As the hate against Homer continues spreading, Lisa implores him to read an apology to the town. At church, Homer is given the opportunity to stand at the pulpit and make a statement. Instead of reading Lisa's apology, he calls out the crowd for being overly sensitive, mistakenly pushing Reverend Lovejoy out the window while gesturing. Footage of the incident spreads worldwide, with the Simpsons getting doxxed repeatedly and Homer losing his job at the power plant. When the family goes out to dinner, they meet Theo, who invites Homer to The Institute: a place where people falsely blamed on the Internet can have their reputations restored.

At The Institute, Homer is put in a group with four other disgraced adults, including Helen Lovejoy ("Lemonade Karen") and Kirk Van Houten ("Juice Box Dad"). Led by Theo, they stage acts of public charity, which are recorded and posted on social media. This fails, and the group are harassed once again. Theo tells them of a "Universal Eradication Code" he has invented, which can erase specific media from every hard drive on Earth. The team break into the island headquarters of ChumNet, an infamous clickbait site, to implement the code. Everyone besides Homer is distracted by the various attention-grabbing articles the site publishes, and he makes it to the server room alone. Upon plugging the code in, Homer learns that he will not only erase every trace of his group's misdeeds, but immoral acts of recent political leaders. Theo reveals that The Institute was funded for this purpose, and Homer stops the code, instead reading Lisa's apology note over a worldwide broadcast. Everyone forgives Homer, including his family, while Theo is beaten up by various Institute backers for his failure.

__Material supplied__.
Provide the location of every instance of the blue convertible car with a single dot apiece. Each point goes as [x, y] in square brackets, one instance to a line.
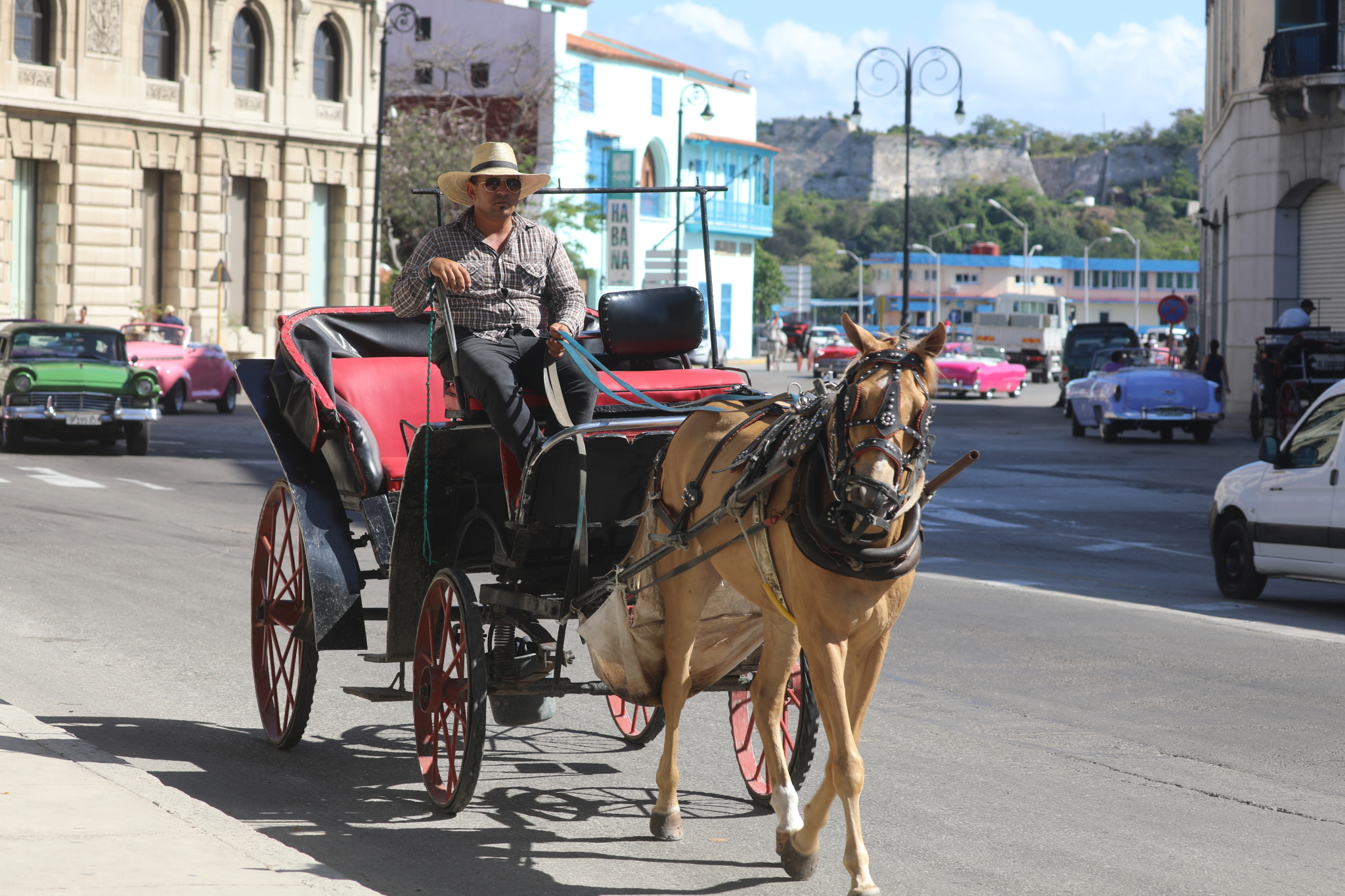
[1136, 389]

==

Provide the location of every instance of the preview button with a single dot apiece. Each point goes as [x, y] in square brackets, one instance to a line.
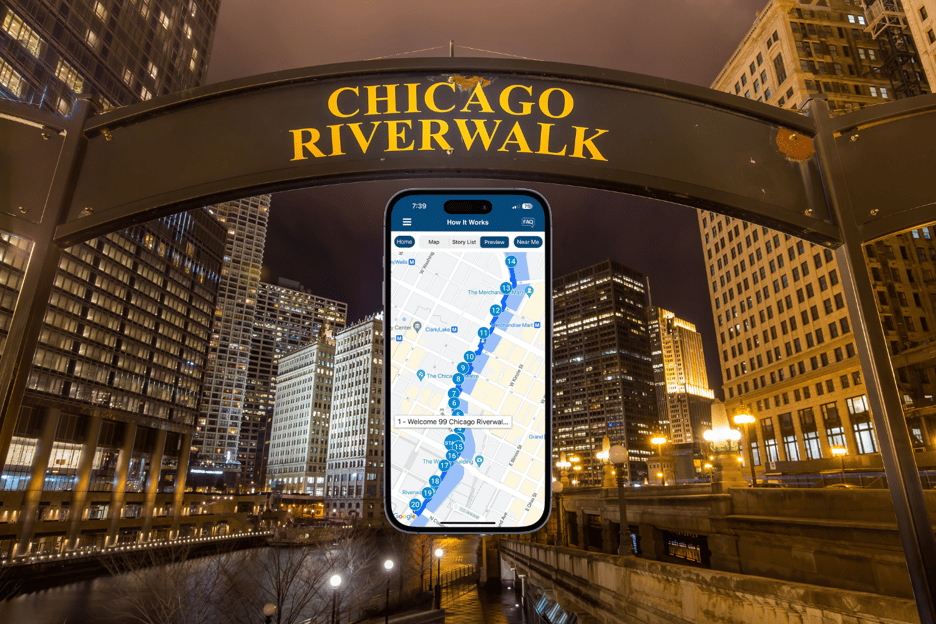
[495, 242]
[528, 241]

__What the task requires__. Rewrite the Simpsons plot summary from "As the hate" to "their reputations restored.", renaming "The Institute" as "The Academy" throughout.

__Written solution__.
As the hate against Homer continues spreading, Lisa implores him to read an apology to the town. At church, Homer is given the opportunity to stand at the pulpit and make a statement. Instead of reading Lisa's apology, he calls out the crowd for being overly sensitive, mistakenly pushing Reverend Lovejoy out the window while gesturing. Footage of the incident spreads worldwide, with the Simpsons getting doxxed repeatedly and Homer losing his job at the power plant. When the family goes out to dinner, they meet Theo, who invites Homer to The Academy: a place where people falsely blamed on the Internet can have their reputations restored.